Scholarly Publishing and Open Access blog

The latest news and answers to your questions about scholarly publishing and open access.


Recognizing contributions to research - how should you credit?

Published by Ioana Liuta

Contributors and collaboration

As research becomes more collaborative, there’s a good chance you’ll find yourself part of a team of researchers. Your group might include undergraduate and graduate students, faculty, community researchers, and other people, who have different roles and responsibilities while working together on a project. Who gets to be named in the publication? How do you determine how the authors are listed? Which kinds of “contribution” count?

As a response to the changing landscape of knowledge production (see Open Science, Open Scholarship) and as acknowledgment of the multitude of forms that contribution can take, new systems of recognizing (and valuing) each person’s contribution to research have been proposed. These new ways also help to meet growing movements towards transparency and accountability in research by documenting people’s roles and responsibilities. One such system – a taxonomy – is CRediT

What are problems with traditional methods of naming authors?

### What you need to do
List every question in the blog post's paragraph that begins "As research becomes more collaborative." The lines after this point are separate material, unrelated to the blog post.

### Extracted entries
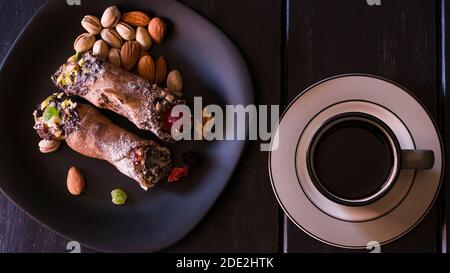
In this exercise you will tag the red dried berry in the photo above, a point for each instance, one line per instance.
(168, 120)
(177, 173)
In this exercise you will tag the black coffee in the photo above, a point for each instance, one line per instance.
(353, 159)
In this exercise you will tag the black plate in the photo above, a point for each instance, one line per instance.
(212, 67)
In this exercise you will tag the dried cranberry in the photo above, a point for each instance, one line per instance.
(190, 158)
(177, 173)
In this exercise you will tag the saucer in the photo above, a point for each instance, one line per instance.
(384, 220)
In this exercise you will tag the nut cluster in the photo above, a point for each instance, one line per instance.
(124, 40)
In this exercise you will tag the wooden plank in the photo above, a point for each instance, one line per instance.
(246, 217)
(396, 40)
(18, 232)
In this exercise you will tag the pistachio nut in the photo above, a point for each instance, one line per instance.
(111, 17)
(114, 56)
(91, 24)
(84, 42)
(111, 37)
(143, 38)
(49, 146)
(101, 49)
(125, 31)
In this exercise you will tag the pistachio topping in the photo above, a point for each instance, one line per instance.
(55, 117)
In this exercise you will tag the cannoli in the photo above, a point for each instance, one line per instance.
(88, 132)
(110, 87)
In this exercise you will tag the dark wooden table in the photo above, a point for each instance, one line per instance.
(289, 45)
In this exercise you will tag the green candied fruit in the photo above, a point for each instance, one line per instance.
(119, 197)
(50, 112)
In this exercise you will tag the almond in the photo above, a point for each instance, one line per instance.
(136, 18)
(143, 38)
(146, 68)
(161, 70)
(75, 181)
(143, 53)
(110, 17)
(157, 29)
(100, 49)
(175, 81)
(125, 31)
(129, 54)
(84, 42)
(114, 56)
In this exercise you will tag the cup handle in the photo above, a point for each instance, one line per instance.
(417, 159)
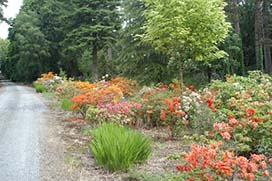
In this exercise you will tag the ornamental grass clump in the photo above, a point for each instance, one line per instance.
(118, 148)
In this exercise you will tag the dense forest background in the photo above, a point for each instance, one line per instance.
(88, 39)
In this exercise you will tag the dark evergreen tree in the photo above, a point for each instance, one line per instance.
(2, 3)
(28, 49)
(92, 25)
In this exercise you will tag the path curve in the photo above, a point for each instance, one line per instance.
(21, 116)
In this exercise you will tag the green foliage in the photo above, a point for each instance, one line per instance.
(28, 49)
(191, 28)
(92, 27)
(136, 59)
(3, 51)
(66, 104)
(118, 148)
(39, 87)
(2, 3)
(147, 176)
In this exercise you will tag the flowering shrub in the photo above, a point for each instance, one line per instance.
(84, 86)
(128, 87)
(208, 163)
(119, 112)
(49, 80)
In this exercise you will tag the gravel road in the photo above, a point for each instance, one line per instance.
(21, 114)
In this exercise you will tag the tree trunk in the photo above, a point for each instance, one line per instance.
(94, 65)
(238, 32)
(267, 41)
(258, 37)
(236, 17)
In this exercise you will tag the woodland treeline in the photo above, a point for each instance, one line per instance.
(92, 38)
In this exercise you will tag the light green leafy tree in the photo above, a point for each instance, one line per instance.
(186, 29)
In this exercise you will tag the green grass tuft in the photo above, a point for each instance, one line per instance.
(118, 148)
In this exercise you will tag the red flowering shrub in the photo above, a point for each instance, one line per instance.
(209, 163)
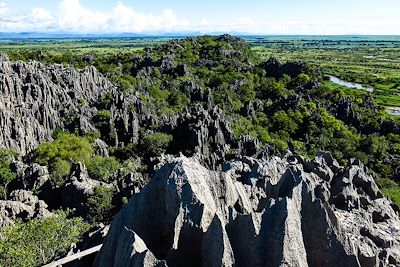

### Result of the task
- Who gets to be named in the publication?
- How do you determine how the authors are listed?
- Which kinds of “contribution” count?